Exact transcription of the records is required.

====== Source information ======

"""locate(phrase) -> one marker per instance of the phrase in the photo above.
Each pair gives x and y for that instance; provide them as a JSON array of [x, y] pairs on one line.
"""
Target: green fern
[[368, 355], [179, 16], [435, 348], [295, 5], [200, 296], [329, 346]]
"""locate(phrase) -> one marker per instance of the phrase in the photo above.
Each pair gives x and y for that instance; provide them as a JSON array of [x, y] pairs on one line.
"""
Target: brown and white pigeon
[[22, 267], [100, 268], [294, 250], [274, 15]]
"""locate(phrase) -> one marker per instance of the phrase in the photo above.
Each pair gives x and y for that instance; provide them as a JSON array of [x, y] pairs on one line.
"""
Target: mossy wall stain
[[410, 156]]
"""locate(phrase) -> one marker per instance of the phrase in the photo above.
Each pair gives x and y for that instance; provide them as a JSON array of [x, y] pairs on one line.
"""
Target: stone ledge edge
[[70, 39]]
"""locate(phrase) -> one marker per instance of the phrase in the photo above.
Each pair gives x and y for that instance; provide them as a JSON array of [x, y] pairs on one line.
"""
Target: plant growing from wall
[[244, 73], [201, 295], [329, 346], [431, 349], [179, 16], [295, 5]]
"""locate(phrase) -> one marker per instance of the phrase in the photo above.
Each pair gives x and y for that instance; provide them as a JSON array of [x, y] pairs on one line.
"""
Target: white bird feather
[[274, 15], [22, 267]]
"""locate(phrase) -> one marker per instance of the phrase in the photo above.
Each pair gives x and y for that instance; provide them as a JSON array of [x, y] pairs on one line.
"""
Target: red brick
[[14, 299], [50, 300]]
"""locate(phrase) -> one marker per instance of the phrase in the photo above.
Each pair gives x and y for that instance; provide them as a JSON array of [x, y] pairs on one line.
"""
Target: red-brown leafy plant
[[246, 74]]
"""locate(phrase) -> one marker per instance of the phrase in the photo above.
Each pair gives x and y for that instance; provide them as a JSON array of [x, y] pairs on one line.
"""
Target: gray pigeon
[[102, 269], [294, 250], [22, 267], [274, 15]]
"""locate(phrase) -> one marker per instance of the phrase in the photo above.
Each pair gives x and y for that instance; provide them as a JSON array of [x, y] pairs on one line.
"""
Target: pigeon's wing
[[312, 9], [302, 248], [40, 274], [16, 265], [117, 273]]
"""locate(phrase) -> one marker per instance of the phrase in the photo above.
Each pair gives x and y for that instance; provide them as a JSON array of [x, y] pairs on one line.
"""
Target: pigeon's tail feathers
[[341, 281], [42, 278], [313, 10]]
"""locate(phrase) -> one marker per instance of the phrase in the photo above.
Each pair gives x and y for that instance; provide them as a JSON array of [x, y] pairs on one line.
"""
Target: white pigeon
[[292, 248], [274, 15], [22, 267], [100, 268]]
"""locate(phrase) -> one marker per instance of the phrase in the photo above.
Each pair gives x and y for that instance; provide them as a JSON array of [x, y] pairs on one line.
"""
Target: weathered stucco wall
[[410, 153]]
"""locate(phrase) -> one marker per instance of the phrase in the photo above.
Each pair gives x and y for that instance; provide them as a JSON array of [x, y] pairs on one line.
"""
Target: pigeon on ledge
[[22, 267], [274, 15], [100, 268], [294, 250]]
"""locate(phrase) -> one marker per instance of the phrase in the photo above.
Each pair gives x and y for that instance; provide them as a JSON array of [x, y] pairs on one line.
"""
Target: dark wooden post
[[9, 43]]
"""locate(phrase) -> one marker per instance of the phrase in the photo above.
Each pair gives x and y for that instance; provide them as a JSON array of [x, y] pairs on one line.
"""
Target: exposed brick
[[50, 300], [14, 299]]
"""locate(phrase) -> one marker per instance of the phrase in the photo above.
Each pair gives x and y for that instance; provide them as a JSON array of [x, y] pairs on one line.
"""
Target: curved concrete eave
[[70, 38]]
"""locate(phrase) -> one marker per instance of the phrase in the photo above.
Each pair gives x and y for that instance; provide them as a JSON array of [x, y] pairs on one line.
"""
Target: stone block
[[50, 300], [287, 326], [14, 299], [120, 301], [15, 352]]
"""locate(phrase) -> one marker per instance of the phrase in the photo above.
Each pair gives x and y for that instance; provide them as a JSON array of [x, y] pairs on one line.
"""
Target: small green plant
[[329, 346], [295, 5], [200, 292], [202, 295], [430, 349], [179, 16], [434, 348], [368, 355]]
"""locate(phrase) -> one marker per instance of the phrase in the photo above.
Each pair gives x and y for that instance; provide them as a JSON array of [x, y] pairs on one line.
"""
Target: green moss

======

**Completed task:**
"""locate(phrase) -> one marker per instance of the phrase in the photo above.
Each pair gives x and y for that instance; provide them as a JSON array of [x, y] pairs on one line.
"""
Target: green fern
[[368, 355], [179, 16], [435, 348], [295, 5], [200, 296], [329, 346]]
"""locate(phrase) -> one marker per instance of the phrase in the photo above.
Each pair gives x and y for that instance; provide them as a JSON array of [x, y] pairs on one line.
"""
Target: brown and white pigeon
[[22, 267], [100, 268], [294, 250], [274, 15]]
"""locate(phrase) -> one marker per instance of the phrase in the photo above.
Each pair gives x and y for that instance; provide them as a JSON array of [x, y] pairs on one line.
"""
Target: mossy wall stain
[[410, 156]]
"""locate(phrase) -> one marker per instance of the phrase in the photo above.
Each pair gives x and y for that instance; provide them as a JSON array of [x, y] pairs on one line.
"""
Target: stone ledge edge
[[70, 39]]
"""locate(phrase) -> one marker per instance of the phrase in the photo above.
Each pair gives x and y for that instance; provide them as a JSON array of [x, y] pairs on one line.
"""
Target: plant growing from wall
[[244, 73], [201, 295], [329, 346], [431, 349], [179, 16], [295, 5]]
"""locate(phrase) -> one marker per instance of the phrase in the photo above.
Each pair gives x and y for that instance; provide them as a JSON array of [x, y] pairs on one line.
"""
Target: white bird feather
[[274, 15], [22, 267]]
"""locate(phrase) -> one marker per instance of the phrase in the photo above.
Each pair gives x and y for that instance; provide them as a JSON array of [x, y] pairs on one line.
"""
Target: red brick
[[14, 299], [50, 300]]
"""locate(phrase) -> one marker per instance of the phrase in the photo above.
Each pair gives x and y for that instance; provide them as a JSON array of [x, y] pairs on one line.
"""
Target: red-brown leafy plant
[[246, 74]]
"""locate(phrase) -> one marker per instance of the phrase in the photo above.
Each pair gives x and y for that instance; provide them as a JSON array of [x, y] pairs on one line.
"""
Target: gray pigeon
[[102, 269], [294, 250], [22, 267], [274, 15]]
"""locate(phrase) -> one marker per instance of the phrase in the photo above.
Each pair gives x and y for that instance; provide them as a JSON array of [x, y] pairs on one line.
"""
Target: pigeon's wing
[[312, 9], [302, 248], [40, 274], [16, 265], [117, 273]]
"""locate(phrase) -> one marker per instance of the phrase in the photo above.
Each pair gives x and y for that instance; provide them as a JSON array of [x, y] pairs on one line.
"""
Target: pigeon's tail feathers
[[341, 281], [42, 278], [313, 10]]
"""locate(phrase) -> one marker per instance of the phrase in the photo above.
Each pair gives x and y for that instance; provide them as a JSON array of [x, y] pairs on one line.
"""
Target: white pigeon
[[292, 248], [274, 15], [22, 267], [100, 268]]
"""locate(phrase) -> one marker per instance of the phrase in the photo above.
Each pair gives x and y for that instance; provide them as a JSON array of [x, y] pairs on one line.
"""
Target: weathered stucco wall
[[410, 153]]
"""locate(phrase) -> one marker per instance of the phrase in the photo above.
Each pair gives x and y for that instance; provide them as a JSON array of [x, y] pairs on one line.
"""
Target: pigeon on ledge
[[22, 267], [274, 15], [100, 268], [294, 250]]
"""locate(phrase) -> one marker per instance of the phrase in the photo above.
Each pair gives x and y for that instance; provide them as a JSON array of [x, y] pairs on one line.
"""
Target: dark wooden post
[[9, 43]]
"""locate(phrase) -> one marker per instance of the phrase in the photo above.
Each pair gives x and y for that instance; provide them as a JSON array of [x, y] pairs on one line.
"""
Target: exposed brick
[[50, 300], [14, 299]]
"""locate(phrase) -> one marker per instance of the phrase in the photo above.
Each pair gives x and y for that instance; provide them as a JSON array of [x, y] pairs on one line.
"""
Target: curved concrete eave
[[70, 38]]
"""locate(phrase) -> one marker per instance of the phrase in the photo above.
Each pair gives x and y for that instance; provide them as a JSON array of [x, y] pairs on one line.
"""
Target: stone block
[[50, 300], [287, 326], [14, 299], [120, 301], [15, 352]]
"""locate(phrase) -> one marker per instance of the phrase in the photo above.
Each pair gives x and y for that instance; provide them as a JSON array of [x, y] pairs on one line.
"""
Target: small green plant
[[329, 346], [295, 5], [200, 292], [202, 295], [430, 349], [179, 16], [434, 348], [368, 355]]
"""locate(phrase) -> one marker per instance of the phrase in the photo above.
Each pair gives x and y for that instance; provide them as a JSON array of [x, y] pairs on one line.
"""
Target: green moss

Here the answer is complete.